■ **Excerpt to read**:
================================
Posts tagged “injection”

ChittahChattah Quickies

  • The Ephemera Society is a non-profit body concerned with the collection, preservation, study and educational uses of hand-written and printed ephemera. – The term ‘ephemera’ covers a wide range of documents including leaflets, handbills, tickets, trade cards, programmes and playbills, printed tins and packaging, advertising inserts, posters, newspapers and much more. In the words of the society’s founder, Maurice Rickards, “the minor transient documents of everyday life”.

    Essentially produced to meet the needs of the day, such items reflect the moods and mores of past times in a way that more formal records cannot. Collectors of printed ephemera vary in their approach. Some focus on the ephemera of a particular trade or profession, others are interested in its social or graphic history. Other ephemerists collect documents simply as evocative reminders of the past.

  • What does it mean when getting access to medical care looks like getting tickets for a popular concert? – Ottawa's chief medical officer of health announced Thursday that the city will start issuing single-use, non-transferable wristbands in place of tickets to indicate each person's place in the queue. He expects that to make things fairer than the ticket system for others in line. "People are picking up tickets and then disappearing, picking up more than one ticket, just generally misusing and gaming the system," Levy said.

    Until now, some healthy people have been picking up tickets ahead of time so their children or other vulnerable relatives won't have to spend hours waiting in crowds at the clinics, where they could be exposed them to diseases such as swine flu. The new system could prevent them from taking such measures.

Prepping for Asia

Last week we went to get our vaccinations in preparation for January’s trip to Hong Kong, Bangkok, and India. Already a significant frame shift, for now we’re having conversations about horrible ridiculous diseases that we don’t even think about. I got shot up for Hep A, influenza, and polio. Been taking pills for typhus. And we’ve got pills for malaria to be taken en route.

Strange experience at the injection clinic at Kaiser, our HMO. The reception area is a hallway. With a door opening to the cold outside right next to it, and plenty of foot traffic going through. At least 10 signs on the door with a range of contradictory instructions about how to gain access; the door is locked and you can drop your card (for drop-in, I guess) into a Lucite contraption that seems guaranteed to eat your card, or your card and typed-up-form (for those with appointments who went to reception) into a shelf on the back of the door that seems guaranteed to eat your card. Not clear who should do which, or when. A sign indicates the waiting area. Above an empty part of the wall, where the chairs are quite some distance away. It’s a nightmare; we watched a woman and daughter approach, where the woman clearly had little English, and she didn’t even pay attention to the signs and try to problem-solve with them, she just peered through the small window and tried to make eye contact with someone for help. Good solution, I guess, since the instructions/information design was horrific.
================================
■ **Given data**:

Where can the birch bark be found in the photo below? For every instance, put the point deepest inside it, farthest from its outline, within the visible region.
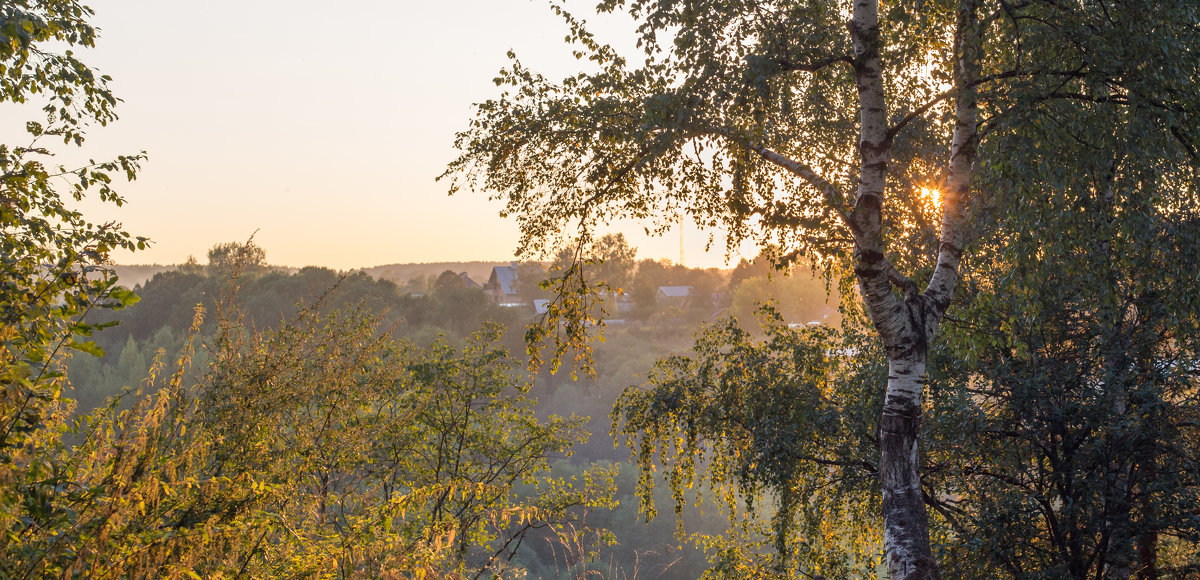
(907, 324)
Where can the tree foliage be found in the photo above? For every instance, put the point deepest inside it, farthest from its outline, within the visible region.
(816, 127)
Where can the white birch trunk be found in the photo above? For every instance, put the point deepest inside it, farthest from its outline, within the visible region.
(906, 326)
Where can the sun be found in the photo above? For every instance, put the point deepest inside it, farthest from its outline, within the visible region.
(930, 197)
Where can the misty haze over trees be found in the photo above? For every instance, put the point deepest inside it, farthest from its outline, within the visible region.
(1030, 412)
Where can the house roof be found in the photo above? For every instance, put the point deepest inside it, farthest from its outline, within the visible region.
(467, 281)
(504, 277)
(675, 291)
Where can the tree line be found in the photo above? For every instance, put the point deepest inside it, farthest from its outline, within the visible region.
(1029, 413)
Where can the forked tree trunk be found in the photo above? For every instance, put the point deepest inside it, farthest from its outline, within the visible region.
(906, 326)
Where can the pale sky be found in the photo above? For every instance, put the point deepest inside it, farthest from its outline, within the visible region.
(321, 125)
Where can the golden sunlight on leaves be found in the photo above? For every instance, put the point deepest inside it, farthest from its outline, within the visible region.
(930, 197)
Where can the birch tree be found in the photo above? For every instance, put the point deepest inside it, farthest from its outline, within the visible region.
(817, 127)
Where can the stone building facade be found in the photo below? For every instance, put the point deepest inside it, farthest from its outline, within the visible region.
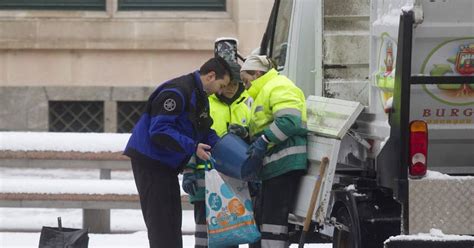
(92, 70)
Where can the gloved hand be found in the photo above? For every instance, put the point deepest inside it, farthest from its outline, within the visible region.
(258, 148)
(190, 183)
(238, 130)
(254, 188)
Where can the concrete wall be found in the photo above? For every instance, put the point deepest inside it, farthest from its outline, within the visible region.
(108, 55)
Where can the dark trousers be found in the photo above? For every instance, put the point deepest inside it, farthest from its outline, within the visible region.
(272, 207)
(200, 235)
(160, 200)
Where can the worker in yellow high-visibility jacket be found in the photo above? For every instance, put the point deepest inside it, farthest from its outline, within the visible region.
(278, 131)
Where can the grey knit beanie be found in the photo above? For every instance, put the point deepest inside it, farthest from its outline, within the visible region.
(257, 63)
================================
■ **Apply what you read**:
**a)** Copy the stretch of the blog page from "Until now, some" through "taking such measures." word for word.
**b)** Answer these questions using the blog page:
(i) Who founded the Ephemera Society?
(ii) What will Ottawa issue in place of tickets to show each person's place in the queue?
(iii) Which three shots did the writer get before the trip to Asia?

■ **Task answers**:
**a)**
Until now, some healthy people have been picking up tickets ahead of time so their children or other vulnerable relatives won't have to spend hours waiting in crowds at the clinics, where they could be exposed them to diseases such as swine flu. The new system could prevent them from taking such measures.

**b)**
(i) Maurice Rickards
(ii) Single-use, non-transferable wristbands
(iii) Hep A, influenza, and polio